_SOURCE DATA_:
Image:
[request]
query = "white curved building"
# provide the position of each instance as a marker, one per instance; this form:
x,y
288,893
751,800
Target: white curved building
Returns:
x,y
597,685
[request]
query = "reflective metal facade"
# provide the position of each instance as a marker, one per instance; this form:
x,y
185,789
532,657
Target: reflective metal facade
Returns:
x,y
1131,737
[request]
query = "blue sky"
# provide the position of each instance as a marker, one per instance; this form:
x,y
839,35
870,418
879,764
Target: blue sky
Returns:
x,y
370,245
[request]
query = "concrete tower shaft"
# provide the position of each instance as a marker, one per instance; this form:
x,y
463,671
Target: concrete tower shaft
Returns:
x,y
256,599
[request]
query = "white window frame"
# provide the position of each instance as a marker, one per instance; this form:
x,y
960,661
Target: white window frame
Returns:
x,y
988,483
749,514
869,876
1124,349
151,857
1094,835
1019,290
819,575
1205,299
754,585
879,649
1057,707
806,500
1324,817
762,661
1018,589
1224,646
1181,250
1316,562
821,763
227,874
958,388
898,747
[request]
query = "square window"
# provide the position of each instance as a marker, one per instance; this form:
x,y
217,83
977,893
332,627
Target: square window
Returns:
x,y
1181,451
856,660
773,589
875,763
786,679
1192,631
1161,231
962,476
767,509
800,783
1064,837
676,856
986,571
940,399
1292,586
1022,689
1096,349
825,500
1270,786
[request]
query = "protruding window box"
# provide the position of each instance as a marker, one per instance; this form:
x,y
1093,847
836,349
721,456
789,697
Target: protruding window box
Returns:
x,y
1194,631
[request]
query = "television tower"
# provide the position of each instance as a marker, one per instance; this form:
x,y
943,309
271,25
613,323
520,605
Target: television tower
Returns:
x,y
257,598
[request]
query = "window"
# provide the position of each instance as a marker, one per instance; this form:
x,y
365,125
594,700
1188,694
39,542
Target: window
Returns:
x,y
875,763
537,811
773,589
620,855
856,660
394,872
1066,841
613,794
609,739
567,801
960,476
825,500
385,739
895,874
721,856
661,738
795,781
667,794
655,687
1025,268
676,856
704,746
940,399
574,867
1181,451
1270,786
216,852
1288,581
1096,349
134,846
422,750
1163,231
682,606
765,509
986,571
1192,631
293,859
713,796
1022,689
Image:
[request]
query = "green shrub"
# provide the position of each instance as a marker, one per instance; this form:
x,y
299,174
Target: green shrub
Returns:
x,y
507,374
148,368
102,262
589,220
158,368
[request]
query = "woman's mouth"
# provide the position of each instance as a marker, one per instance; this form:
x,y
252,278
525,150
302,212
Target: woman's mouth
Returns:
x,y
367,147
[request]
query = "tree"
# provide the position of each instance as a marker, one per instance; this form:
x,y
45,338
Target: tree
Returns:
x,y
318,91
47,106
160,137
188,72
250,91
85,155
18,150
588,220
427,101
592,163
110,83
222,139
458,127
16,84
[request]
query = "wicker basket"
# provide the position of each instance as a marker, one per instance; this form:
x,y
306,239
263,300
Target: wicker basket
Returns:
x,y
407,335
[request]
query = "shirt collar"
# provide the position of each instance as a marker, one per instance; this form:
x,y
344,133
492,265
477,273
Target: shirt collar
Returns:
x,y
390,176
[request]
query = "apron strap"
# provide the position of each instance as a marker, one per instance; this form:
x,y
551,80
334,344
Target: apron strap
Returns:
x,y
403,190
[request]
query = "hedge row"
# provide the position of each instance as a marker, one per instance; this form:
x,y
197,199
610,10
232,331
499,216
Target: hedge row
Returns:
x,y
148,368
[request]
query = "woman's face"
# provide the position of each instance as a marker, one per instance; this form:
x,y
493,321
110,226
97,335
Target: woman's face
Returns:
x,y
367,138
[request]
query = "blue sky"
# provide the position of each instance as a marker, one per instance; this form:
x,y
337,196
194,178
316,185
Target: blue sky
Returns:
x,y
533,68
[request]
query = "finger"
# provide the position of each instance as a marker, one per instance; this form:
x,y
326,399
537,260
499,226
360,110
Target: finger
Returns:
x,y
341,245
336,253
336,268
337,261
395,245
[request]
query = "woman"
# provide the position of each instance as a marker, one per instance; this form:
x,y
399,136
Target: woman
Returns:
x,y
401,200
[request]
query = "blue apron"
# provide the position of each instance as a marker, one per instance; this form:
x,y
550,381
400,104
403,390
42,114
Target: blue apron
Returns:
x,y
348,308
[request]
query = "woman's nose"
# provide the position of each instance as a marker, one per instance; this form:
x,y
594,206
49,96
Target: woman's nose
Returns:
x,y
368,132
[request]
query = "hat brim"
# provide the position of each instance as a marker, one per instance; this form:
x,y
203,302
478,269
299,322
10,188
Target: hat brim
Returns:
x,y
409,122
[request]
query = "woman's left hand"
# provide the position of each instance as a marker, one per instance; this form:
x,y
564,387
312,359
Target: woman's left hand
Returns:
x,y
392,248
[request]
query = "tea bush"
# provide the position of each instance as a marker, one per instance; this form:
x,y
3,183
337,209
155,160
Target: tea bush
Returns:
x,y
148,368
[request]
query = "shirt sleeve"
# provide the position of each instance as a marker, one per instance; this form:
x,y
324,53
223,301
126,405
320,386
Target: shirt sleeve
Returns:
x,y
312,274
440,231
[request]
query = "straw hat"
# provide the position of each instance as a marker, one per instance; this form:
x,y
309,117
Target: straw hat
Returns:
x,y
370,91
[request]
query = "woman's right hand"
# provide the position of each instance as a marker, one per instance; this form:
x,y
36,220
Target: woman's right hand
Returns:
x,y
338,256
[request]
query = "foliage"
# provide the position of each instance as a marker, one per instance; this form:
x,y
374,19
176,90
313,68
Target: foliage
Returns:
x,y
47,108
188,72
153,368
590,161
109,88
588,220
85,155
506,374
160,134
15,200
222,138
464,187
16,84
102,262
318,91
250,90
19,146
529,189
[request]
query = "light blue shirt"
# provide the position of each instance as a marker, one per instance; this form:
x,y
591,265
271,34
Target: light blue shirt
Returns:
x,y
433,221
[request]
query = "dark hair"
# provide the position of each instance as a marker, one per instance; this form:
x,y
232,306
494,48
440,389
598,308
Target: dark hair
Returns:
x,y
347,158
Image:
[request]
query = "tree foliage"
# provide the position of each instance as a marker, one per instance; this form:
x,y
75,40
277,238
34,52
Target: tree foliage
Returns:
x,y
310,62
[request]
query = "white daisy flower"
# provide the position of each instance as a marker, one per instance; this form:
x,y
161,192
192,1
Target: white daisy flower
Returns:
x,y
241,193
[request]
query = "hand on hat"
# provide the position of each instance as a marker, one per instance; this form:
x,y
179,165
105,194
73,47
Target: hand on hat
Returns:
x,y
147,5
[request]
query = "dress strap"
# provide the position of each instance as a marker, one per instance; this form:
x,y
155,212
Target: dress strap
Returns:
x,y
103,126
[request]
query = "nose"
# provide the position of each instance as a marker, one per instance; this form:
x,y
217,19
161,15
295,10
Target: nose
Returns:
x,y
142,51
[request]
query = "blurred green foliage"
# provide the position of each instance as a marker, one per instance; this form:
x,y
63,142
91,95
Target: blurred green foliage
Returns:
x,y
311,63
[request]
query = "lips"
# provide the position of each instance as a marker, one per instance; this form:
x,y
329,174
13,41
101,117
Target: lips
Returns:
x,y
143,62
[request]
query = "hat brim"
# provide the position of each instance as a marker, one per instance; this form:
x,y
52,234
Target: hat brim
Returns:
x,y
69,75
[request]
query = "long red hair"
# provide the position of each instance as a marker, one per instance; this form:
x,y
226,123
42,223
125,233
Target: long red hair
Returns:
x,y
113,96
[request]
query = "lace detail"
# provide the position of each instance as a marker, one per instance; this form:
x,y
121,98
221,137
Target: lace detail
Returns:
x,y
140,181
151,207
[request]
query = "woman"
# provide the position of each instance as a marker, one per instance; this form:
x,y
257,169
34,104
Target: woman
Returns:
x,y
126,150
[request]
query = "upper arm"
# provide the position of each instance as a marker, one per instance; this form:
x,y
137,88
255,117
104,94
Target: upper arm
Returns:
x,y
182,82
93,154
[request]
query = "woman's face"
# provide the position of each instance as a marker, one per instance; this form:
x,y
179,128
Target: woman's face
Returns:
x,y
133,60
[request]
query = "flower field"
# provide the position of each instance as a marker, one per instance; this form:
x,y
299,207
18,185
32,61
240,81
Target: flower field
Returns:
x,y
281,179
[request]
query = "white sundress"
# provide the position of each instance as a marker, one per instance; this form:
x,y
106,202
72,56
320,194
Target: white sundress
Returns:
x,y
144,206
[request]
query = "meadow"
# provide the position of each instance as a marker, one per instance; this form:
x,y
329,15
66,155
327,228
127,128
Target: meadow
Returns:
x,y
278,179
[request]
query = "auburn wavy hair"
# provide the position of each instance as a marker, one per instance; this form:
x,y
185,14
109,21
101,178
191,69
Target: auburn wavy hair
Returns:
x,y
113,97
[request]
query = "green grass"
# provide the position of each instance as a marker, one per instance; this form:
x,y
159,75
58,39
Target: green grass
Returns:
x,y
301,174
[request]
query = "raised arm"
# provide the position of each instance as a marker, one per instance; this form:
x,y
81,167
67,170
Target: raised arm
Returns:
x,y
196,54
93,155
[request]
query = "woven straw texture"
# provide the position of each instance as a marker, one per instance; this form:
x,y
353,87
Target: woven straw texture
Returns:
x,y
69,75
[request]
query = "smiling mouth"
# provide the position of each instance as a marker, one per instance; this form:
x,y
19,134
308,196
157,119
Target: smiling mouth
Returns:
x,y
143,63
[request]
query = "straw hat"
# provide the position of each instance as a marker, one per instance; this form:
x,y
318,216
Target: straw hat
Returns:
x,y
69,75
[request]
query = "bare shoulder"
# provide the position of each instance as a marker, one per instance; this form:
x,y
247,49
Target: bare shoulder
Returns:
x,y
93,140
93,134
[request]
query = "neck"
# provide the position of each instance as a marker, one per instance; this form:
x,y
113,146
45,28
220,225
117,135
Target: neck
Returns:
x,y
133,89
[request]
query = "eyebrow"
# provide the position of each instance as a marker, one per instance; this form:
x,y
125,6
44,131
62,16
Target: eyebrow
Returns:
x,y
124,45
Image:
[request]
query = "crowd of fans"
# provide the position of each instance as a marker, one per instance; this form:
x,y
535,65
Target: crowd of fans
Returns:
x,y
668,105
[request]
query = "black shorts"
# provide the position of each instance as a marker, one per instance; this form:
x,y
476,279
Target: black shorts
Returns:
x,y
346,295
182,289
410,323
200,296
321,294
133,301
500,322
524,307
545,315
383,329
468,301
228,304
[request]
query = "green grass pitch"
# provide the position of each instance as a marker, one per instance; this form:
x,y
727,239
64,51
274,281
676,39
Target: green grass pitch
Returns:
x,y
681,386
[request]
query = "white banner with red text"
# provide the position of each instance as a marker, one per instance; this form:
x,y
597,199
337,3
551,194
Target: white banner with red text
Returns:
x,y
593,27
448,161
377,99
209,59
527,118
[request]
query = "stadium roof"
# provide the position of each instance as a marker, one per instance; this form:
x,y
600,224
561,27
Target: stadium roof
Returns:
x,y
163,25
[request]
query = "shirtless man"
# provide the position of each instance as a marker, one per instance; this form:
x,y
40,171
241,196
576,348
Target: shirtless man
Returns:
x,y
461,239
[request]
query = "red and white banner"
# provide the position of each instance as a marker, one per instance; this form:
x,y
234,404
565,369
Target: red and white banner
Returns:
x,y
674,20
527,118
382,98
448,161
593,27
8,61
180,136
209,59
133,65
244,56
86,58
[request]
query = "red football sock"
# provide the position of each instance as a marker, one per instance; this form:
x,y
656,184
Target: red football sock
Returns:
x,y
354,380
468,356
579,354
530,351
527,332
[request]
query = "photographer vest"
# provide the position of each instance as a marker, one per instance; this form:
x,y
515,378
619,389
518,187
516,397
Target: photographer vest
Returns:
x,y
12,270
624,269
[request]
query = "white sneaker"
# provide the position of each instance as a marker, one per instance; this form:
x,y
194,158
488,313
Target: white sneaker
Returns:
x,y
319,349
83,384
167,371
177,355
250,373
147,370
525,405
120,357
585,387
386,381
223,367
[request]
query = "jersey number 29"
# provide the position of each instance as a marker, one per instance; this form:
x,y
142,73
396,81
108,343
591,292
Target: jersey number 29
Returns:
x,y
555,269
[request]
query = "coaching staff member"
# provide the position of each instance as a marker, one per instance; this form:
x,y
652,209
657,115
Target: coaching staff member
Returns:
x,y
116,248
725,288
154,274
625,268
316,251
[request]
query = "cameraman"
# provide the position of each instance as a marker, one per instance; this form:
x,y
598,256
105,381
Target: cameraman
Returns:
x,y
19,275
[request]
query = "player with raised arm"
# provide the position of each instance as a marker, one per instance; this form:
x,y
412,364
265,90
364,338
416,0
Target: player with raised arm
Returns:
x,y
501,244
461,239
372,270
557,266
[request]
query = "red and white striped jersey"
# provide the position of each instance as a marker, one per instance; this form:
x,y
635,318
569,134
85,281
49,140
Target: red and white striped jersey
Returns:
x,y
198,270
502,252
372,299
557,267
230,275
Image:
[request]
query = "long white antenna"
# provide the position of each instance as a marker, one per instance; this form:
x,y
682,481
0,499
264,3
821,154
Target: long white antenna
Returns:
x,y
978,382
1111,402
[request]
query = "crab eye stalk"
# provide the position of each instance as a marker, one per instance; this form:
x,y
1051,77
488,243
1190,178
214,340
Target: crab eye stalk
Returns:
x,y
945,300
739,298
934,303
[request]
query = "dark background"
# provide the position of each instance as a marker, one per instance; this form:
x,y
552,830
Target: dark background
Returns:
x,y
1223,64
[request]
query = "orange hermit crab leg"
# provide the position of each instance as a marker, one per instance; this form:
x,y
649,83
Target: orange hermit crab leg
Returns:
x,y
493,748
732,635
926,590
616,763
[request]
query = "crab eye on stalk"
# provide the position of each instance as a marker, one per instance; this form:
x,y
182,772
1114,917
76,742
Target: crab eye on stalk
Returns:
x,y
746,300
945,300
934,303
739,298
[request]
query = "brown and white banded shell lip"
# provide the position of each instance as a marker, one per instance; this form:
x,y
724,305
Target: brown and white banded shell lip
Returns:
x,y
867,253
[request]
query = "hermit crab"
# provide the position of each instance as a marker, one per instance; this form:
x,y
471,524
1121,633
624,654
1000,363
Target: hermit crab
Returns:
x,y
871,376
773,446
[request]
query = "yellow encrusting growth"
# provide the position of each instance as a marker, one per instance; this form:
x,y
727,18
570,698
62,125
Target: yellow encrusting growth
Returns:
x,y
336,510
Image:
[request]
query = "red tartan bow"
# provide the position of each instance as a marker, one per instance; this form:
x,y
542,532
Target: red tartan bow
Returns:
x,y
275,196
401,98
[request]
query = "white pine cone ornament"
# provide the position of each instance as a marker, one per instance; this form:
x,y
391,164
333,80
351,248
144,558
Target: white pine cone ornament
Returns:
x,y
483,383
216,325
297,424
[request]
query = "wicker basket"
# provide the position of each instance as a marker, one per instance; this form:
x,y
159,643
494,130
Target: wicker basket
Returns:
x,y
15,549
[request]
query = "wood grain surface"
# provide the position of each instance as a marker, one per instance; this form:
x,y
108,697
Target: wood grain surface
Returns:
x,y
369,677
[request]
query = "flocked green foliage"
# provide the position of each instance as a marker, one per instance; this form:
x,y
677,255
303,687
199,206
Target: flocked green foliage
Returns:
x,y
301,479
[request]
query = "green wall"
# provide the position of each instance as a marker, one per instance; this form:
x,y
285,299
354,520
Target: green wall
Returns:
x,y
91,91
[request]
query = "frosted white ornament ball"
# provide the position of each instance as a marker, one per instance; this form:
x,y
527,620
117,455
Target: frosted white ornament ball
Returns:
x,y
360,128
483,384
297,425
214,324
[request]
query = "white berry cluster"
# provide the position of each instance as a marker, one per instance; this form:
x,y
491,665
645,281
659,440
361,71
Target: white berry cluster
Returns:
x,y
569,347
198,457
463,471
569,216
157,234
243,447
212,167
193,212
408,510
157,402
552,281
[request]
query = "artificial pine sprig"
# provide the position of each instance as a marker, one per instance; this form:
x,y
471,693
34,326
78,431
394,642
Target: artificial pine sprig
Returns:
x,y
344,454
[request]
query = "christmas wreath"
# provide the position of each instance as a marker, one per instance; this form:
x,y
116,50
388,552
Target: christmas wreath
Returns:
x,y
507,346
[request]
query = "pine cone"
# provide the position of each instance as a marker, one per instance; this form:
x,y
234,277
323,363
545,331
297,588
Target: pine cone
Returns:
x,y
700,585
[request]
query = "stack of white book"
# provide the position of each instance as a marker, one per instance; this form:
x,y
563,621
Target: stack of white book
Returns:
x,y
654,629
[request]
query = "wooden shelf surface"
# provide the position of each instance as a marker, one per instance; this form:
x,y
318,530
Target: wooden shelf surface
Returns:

_REQUEST_:
Count the lines of the data above that contain the word "woven" and reply with the number alone.

_EXERCISE RESULT_:
2